**Document passage**
•••
Creating an animation using COLLADA format! PLEASE HELP!!!

I am writing a module to export 3D animations to COLLADA 1.4, so I can import it using 3D programs like Blender, for example:

I have a very simple animation I would like to export:

  • I have a cube at 0,0,0
  • the cube rotates JUST IN Z and has 5 keyframes with the following values:
KEYFRAMES
   frame    Z-angle
     1         0    
     66       100.8
    138       -75.96 
    214        75.783
    250      -157.808

just that. I would like to create a COLLADA 1.4 file that once imported on a 3D package could recreate this animation.

I have done the inverse operation. I created this animation on Blender and exported it to a COLLADA 1.4 file. The problem is that the generated file deals with “bezier interpolation” and gives me the following values at some point…

   <float_array count="5" id="Cube-rotateZ-input-array">0.04000 2.64000 5.52000 8.56000 11.60000</float_array>
    
    .... bla bla
    
    <Name_array count="5" id="Cube-rotateY-interpolation-array">BEZIER BEZIER BEZIER BEZIER BEZIER</Name_array>

The question is, given my initial values, how do I calculate these “input-array” values and what do they mean?

My math is a little rusted, so, please answer this as simple as possible, if possible with practical examples and codes instead of theoretical stuff.

THANKS.

Hello

I used the blender importer/exporter from illusoft [1] in the past. The loader only supported a subset of the norm and made invalid assumption about the xml structure and thus was only able to load very specific collada files. With this limited importer claiming “collada support” in Blender is abusive IMHO.

I know there is ongoing (finished?) work in order to make a new importer for blender based on opencollada, so the collada support in Blender should improve.

[1] http://colladablender.illusoft.com/cms/

That’s a good idea, doing so, you’re more likely to get files that the importer will accept.

Bézier curves are very common, and documented at many places on the web. See the wikipedia article for instance. You can also play with them in inkscape and look at the control points in the resulting svg file.

Alternatively, you can use linear interpolation. With linear interpolation, you only need the keyframes, no control point. To do so, you should replace “BEZIER” with “LINEAR” and adjust the input and output arrays.

I don’t know if blender and its loader support linear interpolation though. (They probably do.)

Cheers

Hi,

Thanks for your answer, but as I said before, I need this to use in applications LIKE Blender, not just Blender.

Sorry, but I still need to do it bezier and as I said before, my math is a little rusted. So, wikipedia pages won’t help, as they are theoretical. I need code examples on how to obtain the interpolation points based on keyframe pairs (time, value).

thanks.

May I ask you why?

I think this is not simple. An infinity of Bézier curves would pass through (or near?) your keyframe pairs, so you’ll need to choose one. Search for “bezier curve fitting”.

If you use LINEAR of BSPLINE instead of BEZIER, you won’t have this problem.

I think my question is not clear.

This code you see is generated by Blender. The only thing blender has is 5 keyframe pairs (value, time).

If Blender calculated these points, it is not impossible to do.

I just need to know how Blender did that.

I have analyzed Blender code but it is very complex to glance, because I have to understand how Blender work in general, before understand how it calculates the values.
•••
**Supplied data**
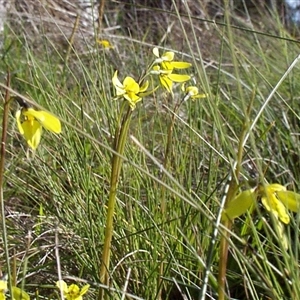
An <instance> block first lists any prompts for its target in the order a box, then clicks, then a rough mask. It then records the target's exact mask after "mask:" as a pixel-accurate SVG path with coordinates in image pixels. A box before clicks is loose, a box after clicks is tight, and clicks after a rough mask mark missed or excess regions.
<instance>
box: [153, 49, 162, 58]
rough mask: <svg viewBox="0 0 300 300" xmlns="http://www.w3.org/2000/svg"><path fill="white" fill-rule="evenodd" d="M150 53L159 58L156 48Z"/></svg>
•••
Pick up the forum thread on exporting a COLLADA animation after its last sentence and keep writing. Nothing in the data matters here.

I never said it was impossible. I said there is an infinity of possible bézier curves passing through your 5 keyframes. Blender just chose one.

Blender seems to define an animation curve by a set of keyframes and their handles, as shown there
http://www.blender.org/development/rele … e-handles/
The handles correspond to the bézier curve control points.

Blender generated the handles automatically from the keyframes thus effectively choosing one of the many possible bézier curves.
But it lets you move the handle, which allows you to tune the animation curve without changing the keyframes.

So at the end, it has more than just the keyframes.

I still see no reason why you want to get the exact same curve than blender. You haven’t explained why you want bézier curves. If your keyframes are near enough, you won’t see the difference between bezier and linear interpolation.

I have a software and I am writing a module to export the animation of an object to several formats. Collada is one of them.

Other formats use the sane way of representing an animation by defining time and value of an item.

Collada choses the difficult way. Instead of creating a bezier representation of a curve and put that on the exported file, it should export just the time/values pair and let to the 3D application the task of creating the bezier curve for that animation.

The keyframes I have are not near enough, so I need it bezier.

What I have now is N values of time values (where the keyframes are) and N values for a given variable.

Now I need to export this and generate a Collada file. Forget Blender. I need a Collada file that can be read in any 3D package and reproduce the same animation.

So again, what I have is: N keyframes (each keyframe is a value plot on a time scale). In my example, the animation goes in a bezier way thru these N keyframes.

I just need a way to convert N (time/value) pairs in X bezier points that COLLADA requires.

This is how Blender wrote a camera animation I did

		<animation id="Camera-rotateZ" name="Camera-rotateZ">
			<source id="Camera-rotateZ-input">
				<float_array count="5" id="Camera-rotateZ-input-array">0.04000 2.64000 5.52000 8.56000 11.60000</float_array>
				<technique_common>
					<accessor count="5" source="#Camera-rotateZ-input-array" stride="1">
						<param type="float" name="TIME"></param>
					</accessor>
				</technique_common>
			</source>
			<source id="Camera-rotateZ-output">
				<float_array count="5" id="Camera-rotateZ-output-array">0.00000 100.80463 -75.96180 75.78278 -157.80836</float_array>
				<technique_common>
					<accessor count="5" source="#Camera-rotateZ-output-array" stride="1">
						<param type="float" name="ANGLE"></param>
					</accessor>
				</technique_common>
			</source>
			<source id="Camera-rotateZ-interpolation">
				<Name_array count="5" id="Camera-rotateZ-interpolation-array">BEZIER BEZIER BEZIER BEZIER BEZIER</Name_array>
				<technique_common>
					<accessor count="5" source="#Camera-rotateZ-interpolation-array" stride="1">
						<param type="Name" name="ANGLE"></param>
					</accessor>
				</technique_common>
			</source>

I don’t see any indication here, of the time values I mentioned on my original question. What I see is these strange numbers 0.04, 2.64, etc… How these numbers were calculated

Why I need my script to work like Blender? Simple: because I tested importing this script in other 3D packages and all packages imported my original animation perfectly. So, Blender is doing a fine representation of the animation.

EDIT: there’s an error on my original post. The time for the last keyframe is 290, not 250.

… complementing my last reply… please read it

this is the curve that blender shows for the animation…

Hi, I figured out the problem. Thanks anyway.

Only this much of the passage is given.